• Trecho extraído:

Diogo Souza

Escritor e jornalista

O dia que disseram que eu era infeliz por não beber | Reflexão

Foto: Michaelle Santiago

Era véspera de Carnaval e eu estava num restaurante no meio de uma confraternização, quando uma moça recém-chegada ao grupo ficou horrorizada ao saber que eu não bebo. Assim que confirmou comigo, ela me olhou espantada e disse que eu era uma pessoa triste,  que não sabia me divertir e não tinha histórias para contar. No momento, pensei em dizer mil coisas (algumas indelicadas, confesso), mas me restringi a dizer que escrevo a história a minha própria maneira e o assunto morreu quando, do nada, para minha alegria ou tristeza, ela começou a cantar um desses refrões sertanejos. 

As horas passaram e, já em casa, fiquei pensando sobre aquilo. Certamente, não foi uma conversa muito longa, tampouco produtiva, mas foi o bastante para que eu fosse taxado de infeliz. E isso me preocupou, não o fato de alguém pensar que sou infeliz, mas, sim, perceber que o álcool é considerado um combustível ou, até mesmo, uma fonte para a felicidade. 

Não condeno o consumo de bebidas alcoólicas, mas acredito que é uma ideia perigosa a de que a felicidade depende de álcool ou de qualquer outra substância química. Fico incomodado quando vejo alguém pregando esse tipo de coisa sem, ao menos, calcular o impacto dessa ideia e passei um bom tempo refletindo sobre o assunto.

• Dados armazenados:
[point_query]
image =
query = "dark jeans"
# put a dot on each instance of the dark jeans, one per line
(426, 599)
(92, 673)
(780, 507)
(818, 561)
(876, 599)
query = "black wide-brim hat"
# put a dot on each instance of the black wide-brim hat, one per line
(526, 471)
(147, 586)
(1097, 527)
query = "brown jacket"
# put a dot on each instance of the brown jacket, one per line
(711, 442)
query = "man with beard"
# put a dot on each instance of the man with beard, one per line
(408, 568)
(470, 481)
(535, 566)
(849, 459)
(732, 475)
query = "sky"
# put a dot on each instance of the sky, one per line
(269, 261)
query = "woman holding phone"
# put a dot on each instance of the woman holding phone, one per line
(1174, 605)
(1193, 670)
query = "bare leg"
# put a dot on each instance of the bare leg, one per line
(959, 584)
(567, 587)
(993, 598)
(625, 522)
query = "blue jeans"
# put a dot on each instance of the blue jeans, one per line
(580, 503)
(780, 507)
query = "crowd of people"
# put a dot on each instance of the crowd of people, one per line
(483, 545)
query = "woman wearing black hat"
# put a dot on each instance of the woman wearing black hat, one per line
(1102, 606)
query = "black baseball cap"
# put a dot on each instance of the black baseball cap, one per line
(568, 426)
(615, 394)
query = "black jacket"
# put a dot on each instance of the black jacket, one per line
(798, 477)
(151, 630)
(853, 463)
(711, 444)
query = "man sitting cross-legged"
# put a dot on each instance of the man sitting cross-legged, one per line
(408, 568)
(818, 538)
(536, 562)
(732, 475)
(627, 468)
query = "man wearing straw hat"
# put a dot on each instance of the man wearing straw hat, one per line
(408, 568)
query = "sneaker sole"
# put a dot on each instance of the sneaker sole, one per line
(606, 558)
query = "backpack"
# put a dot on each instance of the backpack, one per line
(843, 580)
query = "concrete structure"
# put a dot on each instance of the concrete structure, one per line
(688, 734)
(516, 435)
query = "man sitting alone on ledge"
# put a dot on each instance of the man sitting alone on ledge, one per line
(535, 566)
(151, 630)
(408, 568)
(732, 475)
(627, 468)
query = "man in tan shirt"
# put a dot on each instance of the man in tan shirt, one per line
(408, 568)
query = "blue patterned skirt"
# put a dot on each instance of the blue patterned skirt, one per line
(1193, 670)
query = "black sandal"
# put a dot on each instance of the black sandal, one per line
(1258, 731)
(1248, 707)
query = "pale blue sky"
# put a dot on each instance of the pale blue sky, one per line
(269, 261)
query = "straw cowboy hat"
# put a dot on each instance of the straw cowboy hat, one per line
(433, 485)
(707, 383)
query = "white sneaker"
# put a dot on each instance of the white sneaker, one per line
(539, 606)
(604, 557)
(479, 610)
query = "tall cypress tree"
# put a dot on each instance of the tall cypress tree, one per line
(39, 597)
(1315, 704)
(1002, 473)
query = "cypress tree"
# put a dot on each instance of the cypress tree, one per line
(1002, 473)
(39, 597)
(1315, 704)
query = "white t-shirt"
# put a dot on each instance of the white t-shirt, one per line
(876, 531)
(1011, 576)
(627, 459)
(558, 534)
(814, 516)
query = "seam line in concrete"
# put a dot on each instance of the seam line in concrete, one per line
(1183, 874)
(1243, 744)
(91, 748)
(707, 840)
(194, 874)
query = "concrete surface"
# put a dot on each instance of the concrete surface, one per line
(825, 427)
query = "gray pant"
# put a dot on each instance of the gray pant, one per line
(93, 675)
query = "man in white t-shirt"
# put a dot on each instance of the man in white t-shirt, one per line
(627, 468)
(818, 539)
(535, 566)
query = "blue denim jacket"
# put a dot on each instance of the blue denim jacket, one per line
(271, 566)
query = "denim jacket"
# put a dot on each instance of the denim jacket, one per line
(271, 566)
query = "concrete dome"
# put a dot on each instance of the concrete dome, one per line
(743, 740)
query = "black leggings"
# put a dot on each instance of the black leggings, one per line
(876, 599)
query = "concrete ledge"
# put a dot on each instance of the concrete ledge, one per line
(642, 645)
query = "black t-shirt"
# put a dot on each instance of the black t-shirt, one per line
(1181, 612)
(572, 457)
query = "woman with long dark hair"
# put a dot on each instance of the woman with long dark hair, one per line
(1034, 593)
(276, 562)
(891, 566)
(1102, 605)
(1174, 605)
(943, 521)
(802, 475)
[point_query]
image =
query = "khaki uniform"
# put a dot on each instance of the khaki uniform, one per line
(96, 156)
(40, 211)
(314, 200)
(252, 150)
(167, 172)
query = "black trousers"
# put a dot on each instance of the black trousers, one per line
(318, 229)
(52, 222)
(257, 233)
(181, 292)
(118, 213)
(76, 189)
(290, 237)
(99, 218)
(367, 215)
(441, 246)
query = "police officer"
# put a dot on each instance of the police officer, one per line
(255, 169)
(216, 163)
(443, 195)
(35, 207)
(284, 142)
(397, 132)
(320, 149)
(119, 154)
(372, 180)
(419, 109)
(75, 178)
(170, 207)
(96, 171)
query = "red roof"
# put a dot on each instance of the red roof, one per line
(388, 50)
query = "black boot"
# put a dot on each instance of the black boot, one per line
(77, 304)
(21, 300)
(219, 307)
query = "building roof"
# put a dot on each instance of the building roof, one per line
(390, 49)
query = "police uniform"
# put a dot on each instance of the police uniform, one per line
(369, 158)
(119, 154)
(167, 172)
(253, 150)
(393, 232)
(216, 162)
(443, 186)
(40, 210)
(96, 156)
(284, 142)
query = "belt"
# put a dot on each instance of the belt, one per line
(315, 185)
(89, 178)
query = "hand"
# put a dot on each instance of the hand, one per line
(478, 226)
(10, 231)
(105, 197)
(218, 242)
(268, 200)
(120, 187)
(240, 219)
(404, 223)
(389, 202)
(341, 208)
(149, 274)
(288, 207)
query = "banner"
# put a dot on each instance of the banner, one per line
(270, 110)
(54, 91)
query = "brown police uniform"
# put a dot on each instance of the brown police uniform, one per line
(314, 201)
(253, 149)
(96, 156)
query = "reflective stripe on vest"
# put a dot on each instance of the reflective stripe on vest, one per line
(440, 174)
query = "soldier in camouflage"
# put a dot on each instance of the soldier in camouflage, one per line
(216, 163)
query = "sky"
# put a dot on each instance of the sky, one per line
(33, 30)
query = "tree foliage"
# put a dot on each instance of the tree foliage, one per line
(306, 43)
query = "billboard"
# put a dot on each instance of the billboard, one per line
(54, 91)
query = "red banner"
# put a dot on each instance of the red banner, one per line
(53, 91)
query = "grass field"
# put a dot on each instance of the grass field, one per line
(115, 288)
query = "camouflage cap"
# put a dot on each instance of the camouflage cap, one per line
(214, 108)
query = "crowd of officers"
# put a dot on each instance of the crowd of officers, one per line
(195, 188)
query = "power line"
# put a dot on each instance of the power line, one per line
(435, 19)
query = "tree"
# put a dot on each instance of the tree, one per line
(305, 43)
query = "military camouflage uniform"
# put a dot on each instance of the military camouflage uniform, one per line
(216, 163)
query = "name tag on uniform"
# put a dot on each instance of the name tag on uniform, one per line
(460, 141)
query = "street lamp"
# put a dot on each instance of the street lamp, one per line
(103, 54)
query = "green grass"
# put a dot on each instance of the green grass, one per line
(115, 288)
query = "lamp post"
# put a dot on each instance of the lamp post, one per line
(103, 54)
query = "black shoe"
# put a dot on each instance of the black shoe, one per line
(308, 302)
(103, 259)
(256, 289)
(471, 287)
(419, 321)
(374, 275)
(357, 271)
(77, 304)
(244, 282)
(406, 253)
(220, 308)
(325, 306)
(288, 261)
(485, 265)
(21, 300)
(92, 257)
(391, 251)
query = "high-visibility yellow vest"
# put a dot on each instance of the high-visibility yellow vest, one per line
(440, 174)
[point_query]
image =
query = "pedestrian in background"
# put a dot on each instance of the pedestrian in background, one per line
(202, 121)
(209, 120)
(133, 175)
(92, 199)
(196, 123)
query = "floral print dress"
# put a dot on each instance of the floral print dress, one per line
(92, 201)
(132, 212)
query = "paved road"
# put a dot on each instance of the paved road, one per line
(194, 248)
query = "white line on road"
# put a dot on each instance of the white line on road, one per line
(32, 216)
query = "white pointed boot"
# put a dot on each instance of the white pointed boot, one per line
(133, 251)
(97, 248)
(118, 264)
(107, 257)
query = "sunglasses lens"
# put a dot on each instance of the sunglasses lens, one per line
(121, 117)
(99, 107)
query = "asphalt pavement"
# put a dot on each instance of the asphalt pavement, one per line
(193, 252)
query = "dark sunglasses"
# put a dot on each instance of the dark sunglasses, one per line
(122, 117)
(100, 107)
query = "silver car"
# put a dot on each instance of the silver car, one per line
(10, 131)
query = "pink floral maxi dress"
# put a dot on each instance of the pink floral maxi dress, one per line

• Problemas a resolver:
a - No texto sobre não beber, em que época do ano aconteceu a confraternização no restaurante?
b - Altere o texto sobre não beber no trecho que vai de "Diogo Souza" até "um desses refrões sertanejos.", colocando "bar" no lugar de "restaurante".
Não é preciso consultar as linhas para fazer o que se pede.

• Soluções a seguir:
a - Na véspera de Carnaval.

b -
Diogo Souza

Escritor e jornalista

O dia que disseram que eu era infeliz por não beber | Reflexão

Foto: Michaelle Santiago

Era véspera de Carnaval e eu estava num bar no meio de uma confraternização, quando uma moça recém-chegada ao grupo ficou horrorizada ao saber que eu não bebo. Assim que confirmou comigo, ela me olhou espantada e disse que eu era uma pessoa triste,  que não sabia me divertir e não tinha histórias para contar. No momento, pensei em dizer mil coisas (algumas indelicadas, confesso), mas me restringi a dizer que escrevo a história a minha própria maneira e o assunto morreu quando, do nada, para minha alegria ou tristeza, ela começou a cantar um desses refrões sertanejos.